■ What you will do ■
Copy every one of the following rows word for word, without the pictures.

══════

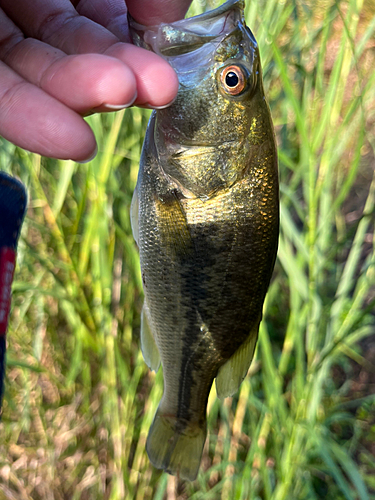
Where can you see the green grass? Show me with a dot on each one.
(79, 399)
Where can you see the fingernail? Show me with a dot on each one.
(117, 107)
(165, 105)
(91, 157)
(147, 105)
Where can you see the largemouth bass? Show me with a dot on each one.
(206, 219)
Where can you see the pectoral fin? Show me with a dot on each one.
(148, 346)
(231, 374)
(134, 210)
(173, 226)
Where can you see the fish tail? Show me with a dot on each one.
(176, 446)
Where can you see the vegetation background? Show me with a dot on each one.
(79, 398)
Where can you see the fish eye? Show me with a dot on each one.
(233, 79)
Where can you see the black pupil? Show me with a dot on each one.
(231, 79)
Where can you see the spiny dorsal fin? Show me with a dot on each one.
(148, 346)
(134, 211)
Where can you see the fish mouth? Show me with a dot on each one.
(188, 35)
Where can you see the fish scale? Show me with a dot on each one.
(205, 215)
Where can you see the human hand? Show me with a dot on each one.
(62, 59)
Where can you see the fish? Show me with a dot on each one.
(205, 216)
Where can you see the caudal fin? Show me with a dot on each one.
(175, 446)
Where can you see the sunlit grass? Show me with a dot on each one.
(79, 399)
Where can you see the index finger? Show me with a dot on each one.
(153, 12)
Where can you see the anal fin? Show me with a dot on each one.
(176, 446)
(231, 374)
(148, 345)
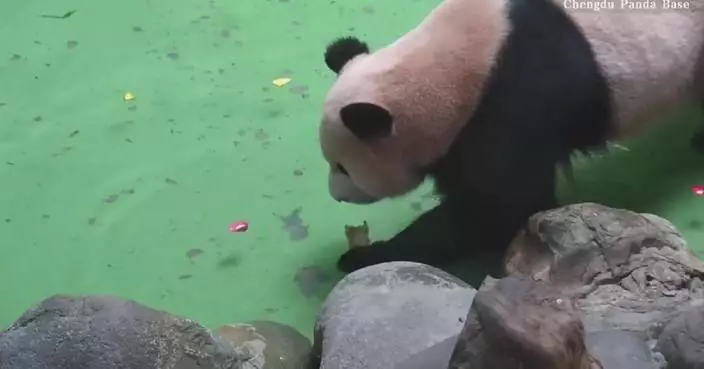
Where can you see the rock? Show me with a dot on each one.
(620, 350)
(276, 345)
(624, 270)
(522, 324)
(102, 332)
(382, 315)
(682, 340)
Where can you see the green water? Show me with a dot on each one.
(134, 198)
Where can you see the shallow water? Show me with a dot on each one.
(134, 198)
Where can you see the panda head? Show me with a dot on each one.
(363, 127)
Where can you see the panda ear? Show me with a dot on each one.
(342, 50)
(367, 120)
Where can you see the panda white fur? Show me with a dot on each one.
(489, 97)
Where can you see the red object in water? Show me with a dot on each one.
(240, 226)
(698, 190)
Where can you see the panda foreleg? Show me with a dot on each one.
(429, 240)
(697, 141)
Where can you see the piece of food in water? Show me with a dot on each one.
(357, 236)
(240, 226)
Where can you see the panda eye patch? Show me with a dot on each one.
(342, 169)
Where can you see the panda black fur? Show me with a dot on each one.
(488, 98)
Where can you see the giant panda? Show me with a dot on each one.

══════

■ Answer below ■
Where can you see the green grass? Show me with a dot on each one.
(79, 399)
Where can you see the fingernail? Show me with a dot on each one.
(117, 107)
(165, 105)
(91, 157)
(147, 105)
Where can you see the largemouth bass? Show me with a dot on each one.
(206, 219)
Where can you see the pectoral fin? Show me with a dot on each one.
(148, 346)
(231, 374)
(134, 210)
(173, 226)
Where can you see the fish tail? Show me with a dot on each one.
(176, 446)
Where can you see the vegetation background? Show me with a dot on each one.
(79, 398)
Where can you see the fish eye? Show me with a dot on each one.
(233, 79)
Where can you see the black pupil? Show me with a dot on each one.
(231, 79)
Where can you see the spiny dorsal fin? Show me with a dot on each one.
(148, 346)
(134, 211)
Where can you see the fish mouth? Show me with a dot on each one.
(188, 35)
Where can you see the fish scale? Show me with a dot on each one.
(205, 215)
Where can you see the human hand? Show me with a dot on each one.
(62, 59)
Where can you see the fish? Show me with a dot on each one.
(205, 216)
Where can you see the caudal fin? Show me with a dot on each one.
(175, 446)
Where can you see the sunlit grass? Show me with a dot on each one.
(79, 399)
Where can you see the index finger? Show me with a dot on each one.
(153, 12)
Where can you see the anal fin? Show me with a dot on each one.
(176, 446)
(231, 374)
(148, 345)
Where can you see the rock? Show me with a dot on each one.
(620, 350)
(276, 345)
(624, 270)
(522, 324)
(102, 332)
(382, 315)
(682, 340)
Where can you see the green water? Show me with a dot on each one.
(134, 198)
Where can you see the shallow water? Show me with a dot on each one.
(134, 198)
Where can you see the panda head? Show me with a dot on each one.
(363, 127)
Where can you see the panda ear? Show me with a dot on each one.
(342, 50)
(367, 120)
Where can you see the panda white fur? Show me with a dot on each one.
(489, 97)
Where can you see the red object in water? Show me with a dot on each one.
(240, 226)
(698, 190)
Where can you see the panda foreleg? Show me with a dot on each one.
(429, 240)
(697, 141)
Where can you see the piece of food in water? Show me with a dot on each one.
(357, 236)
(240, 226)
Where can you see the panda eye patch? Show me with a dot on each one.
(342, 169)
Where can you see the panda black fur? Show me with a dot on each one.
(488, 98)
Where can you see the giant panda? Show me with a dot on each one.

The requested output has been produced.